***** ENTRIES SUPPLIED *****

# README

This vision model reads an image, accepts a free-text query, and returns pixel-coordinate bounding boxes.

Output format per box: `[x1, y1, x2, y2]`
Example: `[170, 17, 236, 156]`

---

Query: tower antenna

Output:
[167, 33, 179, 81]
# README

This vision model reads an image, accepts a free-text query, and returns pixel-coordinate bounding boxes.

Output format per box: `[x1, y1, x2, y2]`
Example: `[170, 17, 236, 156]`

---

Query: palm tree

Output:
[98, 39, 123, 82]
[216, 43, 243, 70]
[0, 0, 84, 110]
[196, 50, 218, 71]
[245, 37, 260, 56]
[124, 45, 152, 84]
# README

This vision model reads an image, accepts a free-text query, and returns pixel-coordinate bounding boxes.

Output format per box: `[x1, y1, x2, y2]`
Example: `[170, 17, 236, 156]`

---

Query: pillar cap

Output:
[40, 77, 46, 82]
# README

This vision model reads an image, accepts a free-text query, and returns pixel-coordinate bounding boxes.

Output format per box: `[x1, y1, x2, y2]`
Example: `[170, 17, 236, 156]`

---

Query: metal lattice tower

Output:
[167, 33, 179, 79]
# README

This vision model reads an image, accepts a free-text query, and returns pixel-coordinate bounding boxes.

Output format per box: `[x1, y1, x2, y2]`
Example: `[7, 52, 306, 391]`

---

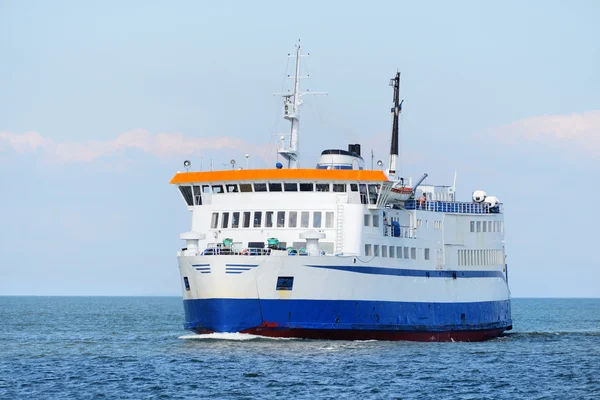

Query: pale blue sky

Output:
[0, 0, 600, 297]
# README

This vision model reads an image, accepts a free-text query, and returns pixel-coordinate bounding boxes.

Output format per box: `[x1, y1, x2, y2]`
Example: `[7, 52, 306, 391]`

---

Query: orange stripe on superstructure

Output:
[169, 169, 388, 184]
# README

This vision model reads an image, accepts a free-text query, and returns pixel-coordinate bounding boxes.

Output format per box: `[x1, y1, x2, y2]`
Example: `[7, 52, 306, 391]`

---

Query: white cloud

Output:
[0, 129, 269, 162]
[491, 110, 600, 156]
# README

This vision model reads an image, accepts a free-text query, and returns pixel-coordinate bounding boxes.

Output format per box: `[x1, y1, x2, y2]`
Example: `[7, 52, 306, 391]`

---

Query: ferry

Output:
[170, 44, 512, 341]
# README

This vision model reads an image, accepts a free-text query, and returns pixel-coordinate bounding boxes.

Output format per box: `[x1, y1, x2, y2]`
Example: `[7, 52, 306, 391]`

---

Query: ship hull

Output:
[180, 256, 512, 341]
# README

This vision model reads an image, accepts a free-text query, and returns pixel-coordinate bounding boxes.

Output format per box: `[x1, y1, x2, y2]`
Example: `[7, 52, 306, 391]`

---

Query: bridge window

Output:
[213, 185, 224, 194]
[254, 211, 262, 228]
[221, 213, 229, 229]
[265, 211, 273, 228]
[269, 183, 281, 192]
[325, 211, 333, 228]
[300, 211, 308, 228]
[300, 183, 313, 192]
[288, 211, 298, 228]
[277, 211, 285, 228]
[313, 211, 321, 228]
[179, 186, 194, 206]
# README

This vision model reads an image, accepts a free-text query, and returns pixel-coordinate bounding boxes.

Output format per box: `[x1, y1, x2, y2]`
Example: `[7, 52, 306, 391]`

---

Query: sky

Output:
[0, 0, 600, 297]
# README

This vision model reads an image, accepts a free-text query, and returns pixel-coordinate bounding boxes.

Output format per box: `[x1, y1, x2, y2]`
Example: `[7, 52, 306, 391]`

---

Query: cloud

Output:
[490, 110, 600, 156]
[0, 129, 269, 163]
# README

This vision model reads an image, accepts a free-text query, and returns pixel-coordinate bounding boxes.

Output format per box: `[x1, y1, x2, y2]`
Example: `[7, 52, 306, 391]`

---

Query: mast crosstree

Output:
[275, 41, 327, 168]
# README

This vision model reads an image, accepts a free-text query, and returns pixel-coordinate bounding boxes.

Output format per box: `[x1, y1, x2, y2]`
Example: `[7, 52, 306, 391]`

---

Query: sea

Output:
[0, 297, 600, 399]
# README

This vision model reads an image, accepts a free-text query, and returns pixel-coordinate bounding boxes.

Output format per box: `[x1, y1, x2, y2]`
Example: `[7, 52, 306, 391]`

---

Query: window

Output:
[300, 183, 313, 192]
[254, 211, 262, 228]
[212, 185, 225, 194]
[242, 211, 250, 228]
[369, 185, 377, 204]
[265, 211, 273, 228]
[283, 183, 298, 192]
[313, 211, 321, 228]
[240, 183, 252, 193]
[194, 186, 202, 206]
[325, 211, 333, 228]
[269, 183, 281, 192]
[221, 213, 229, 229]
[373, 215, 379, 228]
[179, 186, 194, 206]
[359, 183, 369, 204]
[288, 211, 298, 228]
[300, 211, 308, 228]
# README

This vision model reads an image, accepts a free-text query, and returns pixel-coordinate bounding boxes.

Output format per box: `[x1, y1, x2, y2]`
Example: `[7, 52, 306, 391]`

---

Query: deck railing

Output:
[404, 200, 502, 214]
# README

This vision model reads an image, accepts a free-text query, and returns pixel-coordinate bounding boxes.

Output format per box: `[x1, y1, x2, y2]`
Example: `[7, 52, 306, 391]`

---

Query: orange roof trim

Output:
[169, 169, 388, 184]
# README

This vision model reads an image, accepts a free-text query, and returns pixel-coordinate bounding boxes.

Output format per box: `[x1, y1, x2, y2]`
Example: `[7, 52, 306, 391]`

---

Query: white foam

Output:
[179, 332, 294, 341]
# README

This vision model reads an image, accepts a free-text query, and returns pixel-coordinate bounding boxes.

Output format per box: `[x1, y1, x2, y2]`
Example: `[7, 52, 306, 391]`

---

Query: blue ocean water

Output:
[0, 297, 600, 399]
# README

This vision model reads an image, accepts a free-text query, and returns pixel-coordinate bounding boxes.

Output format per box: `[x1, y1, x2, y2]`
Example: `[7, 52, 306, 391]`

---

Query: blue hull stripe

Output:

*****

> [PROBLEM TO SOLVE]:
Recast every line of the items above as a Markdown table with two columns, Number and Text, giving each row a running number and skipping blank lines. Leave the pictures out of the table.

> [PROBLEM SOLUTION]:
| Number | Text |
|---|---|
| 1 | # README |
| 2 | This vision model reads an image, accepts a free-text query, and returns pixel-coordinate bounding boxes. |
| 3 | Output format per box: `[x1, y1, x2, y2]` |
| 4 | Example: `[170, 17, 236, 156]` |
| 5 | --- |
| 6 | Query: tower antenna |
| 7 | Output: |
| 8 | [167, 33, 179, 81] |
| 9 | # README |
| 10 | This vision model reads an image, accepts a free-text query, and returns pixel-coordinate bounding boxes. |
| 11 | Output format per box: `[x1, y1, x2, y2]` |
| 12 | Example: `[170, 17, 236, 156]` |
| 13 | --- |
| 14 | Query: palm tree |
| 15 | Output: |
| 16 | [98, 39, 123, 82] |
| 17 | [216, 43, 243, 70] |
| 18 | [0, 0, 84, 110] |
| 19 | [196, 50, 218, 71] |
| 20 | [245, 37, 260, 56] |
| 21 | [124, 45, 152, 84] |
| 22 | # README |
| 23 | This vision model reads an image, accepts a free-text query, and returns pixel-coordinate bounding boxes. |
| 24 | Output format per box: `[x1, y1, x2, y2]` |
| 25 | Example: `[170, 17, 236, 156]` |
| 26 | --- |
| 27 | Query: pillar cap |
| 28 | Output: |
| 29 | [40, 77, 46, 82] |
| 30 | # README |
| 31 | This vision model reads an image, accepts a free-text query, and returns pixel-coordinate bounding boxes. |
| 32 | Output format per box: `[x1, y1, x2, y2]` |
| 33 | Example: `[170, 17, 236, 156]` |
| 34 | --- |
| 35 | Query: metal lattice tower |
| 36 | Output: |
| 37 | [167, 33, 179, 79] |
| 38 | # README |
| 39 | This vision model reads an image, accepts a free-text query, and returns pixel-coordinate bounding boxes. |
| 40 | Output format per box: `[x1, y1, x2, y2]` |
| 41 | Example: `[7, 52, 306, 391]` |
| 42 | --- |
| 43 | Query: pale blue sky |
| 44 | Output: |
| 45 | [0, 0, 600, 297] |
| 46 | # README |
| 47 | This vision model reads an image, accepts a free-text query, and returns pixel-coordinate bounding boxes. |
| 48 | Output format per box: `[x1, y1, x2, y2]` |
| 49 | Example: `[7, 52, 306, 391]` |
| 50 | --- |
| 51 | Query: orange stripe on superstructure |
| 52 | Output: |
| 53 | [169, 169, 388, 184] |
| 54 | # README |
| 55 | This vision model reads an image, accepts a free-text query, and returns pixel-coordinate bounding boxes. |
| 56 | Output format per box: `[x1, y1, x2, y2]` |
| 57 | Example: `[7, 52, 306, 391]` |
| 58 | --- |
| 59 | Query: white cloud |
| 60 | Output: |
| 61 | [0, 129, 269, 162] |
| 62 | [491, 110, 600, 156] |
| 63 | # README |
| 64 | This vision model reads an image, accepts a free-text query, and returns pixel-coordinate bounding boxes. |
| 65 | Output format per box: `[x1, y1, x2, y2]` |
| 66 | Example: `[7, 52, 306, 391]` |
| 67 | --- |
| 68 | Query: ferry |
| 69 | Output: |
| 70 | [170, 44, 512, 341] |
| 71 | # README |
| 72 | This vision model reads an image, accepts a free-text query, and returns pixel-coordinate bounding boxes. |
| 73 | Output format per box: `[x1, y1, x2, y2]` |
| 74 | Example: `[7, 52, 306, 391]` |
| 75 | --- |
| 76 | Query: ship hull |
| 77 | Output: |
| 78 | [180, 256, 512, 341] |
| 79 | # README |
| 80 | This vision model reads an image, accepts a free-text query, and returns pixel-coordinate bounding boxes. |
| 81 | Output format per box: `[x1, y1, x2, y2]` |
| 82 | Example: `[7, 52, 306, 391]` |
| 83 | --- |
| 84 | Query: bridge window |
| 85 | Output: |
| 86 | [213, 185, 224, 194] |
| 87 | [254, 211, 262, 228] |
| 88 | [221, 213, 229, 229] |
| 89 | [265, 211, 273, 228] |
| 90 | [269, 183, 281, 192] |
| 91 | [325, 211, 333, 228] |
| 92 | [300, 211, 308, 228] |
| 93 | [300, 183, 313, 192] |
| 94 | [288, 211, 298, 228] |
| 95 | [277, 211, 285, 228] |
| 96 | [313, 211, 321, 228] |
| 97 | [179, 186, 194, 206] |
| 98 | # README |
| 99 | This vision model reads an image, accepts a free-text query, and returns pixel-coordinate bounding boxes. |
| 100 | Output format per box: `[x1, y1, x2, y2]` |
| 101 | Example: `[7, 52, 306, 391]` |
| 102 | --- |
| 103 | Query: sky |
| 104 | Output: |
| 105 | [0, 0, 600, 297] |
| 106 | # README |
| 107 | This vision model reads an image, accepts a free-text query, and returns pixel-coordinate bounding boxes. |
| 108 | Output format per box: `[x1, y1, x2, y2]` |
| 109 | Example: `[7, 52, 306, 391]` |
| 110 | --- |
| 111 | Query: cloud |
| 112 | Output: |
| 113 | [490, 110, 600, 156] |
| 114 | [0, 129, 269, 163] |
| 115 | # README |
| 116 | This vision model reads an image, accepts a free-text query, and returns pixel-coordinate bounding boxes. |
| 117 | Output format per box: `[x1, y1, x2, y2]` |
| 118 | Example: `[7, 52, 306, 391]` |
| 119 | --- |
| 120 | Query: mast crosstree |
| 121 | Output: |
| 122 | [275, 41, 327, 168] |
| 123 | # README |
| 124 | This vision model reads an image, accepts a free-text query, and returns pixel-coordinate bounding boxes. |
| 125 | Output format per box: `[x1, y1, x2, y2]` |
| 126 | Example: `[7, 52, 306, 391]` |
| 127 | --- |
| 128 | Query: sea |
| 129 | Output: |
| 130 | [0, 297, 600, 399] |
| 131 | # README |
| 132 | This vision model reads an image, accepts a free-text query, and returns pixel-coordinate bounding boxes. |
| 133 | Output format per box: `[x1, y1, x2, y2]` |
| 134 | Example: `[7, 52, 306, 391]` |
| 135 | --- |
| 136 | Query: window |
| 137 | Output: |
| 138 | [300, 183, 313, 192] |
| 139 | [254, 211, 262, 228] |
| 140 | [212, 185, 225, 194] |
| 141 | [242, 211, 250, 228] |
| 142 | [369, 185, 377, 204] |
| 143 | [265, 211, 273, 228] |
| 144 | [283, 183, 298, 192] |
| 145 | [313, 211, 321, 228] |
| 146 | [240, 183, 252, 193] |
| 147 | [194, 186, 202, 206] |
| 148 | [325, 211, 333, 228] |
| 149 | [269, 183, 281, 192] |
| 150 | [221, 213, 229, 229] |
| 151 | [373, 215, 379, 228] |
| 152 | [179, 186, 194, 206] |
| 153 | [359, 183, 369, 204] |
| 154 | [288, 211, 298, 228] |
| 155 | [300, 211, 308, 228] |
| 156 | # README |
| 157 | This vision model reads an image, accepts a free-text query, and returns pixel-coordinate bounding boxes. |
| 158 | Output format per box: `[x1, y1, x2, y2]` |
| 159 | Example: `[7, 52, 306, 391]` |
| 160 | --- |
| 161 | Query: deck railing |
| 162 | Output: |
| 163 | [404, 200, 502, 214] |
| 164 | # README |
| 165 | This vision model reads an image, accepts a free-text query, and returns pixel-coordinate bounding boxes. |
| 166 | Output format per box: `[x1, y1, x2, y2]` |
| 167 | Example: `[7, 52, 306, 391]` |
| 168 | --- |
| 169 | Query: orange roof trim |
| 170 | Output: |
| 171 | [169, 169, 388, 184] |
| 172 | # README |
| 173 | This vision model reads an image, accepts a free-text query, and returns pixel-coordinate bounding boxes. |
| 174 | Output format per box: `[x1, y1, x2, y2]` |
| 175 | Example: `[7, 52, 306, 391]` |
| 176 | --- |
| 177 | Query: white foam |
| 178 | Output: |
| 179 | [179, 332, 294, 341] |
| 180 | # README |
| 181 | This vision model reads an image, accepts a free-text query, and returns pixel-coordinate bounding boxes. |
| 182 | Output format per box: `[x1, y1, x2, y2]` |
| 183 | Example: `[7, 52, 306, 391]` |
| 184 | --- |
| 185 | Query: blue ocean water |
| 186 | Output: |
| 187 | [0, 297, 600, 399] |
| 188 | # README |
| 189 | This vision model reads an image, accepts a free-text query, and returns pixel-coordinate bounding boxes. |
| 190 | Output format per box: `[x1, y1, x2, y2]` |
| 191 | Example: `[7, 52, 306, 391]` |
| 192 | --- |
| 193 | Query: blue hull stripe |
| 194 | Output: |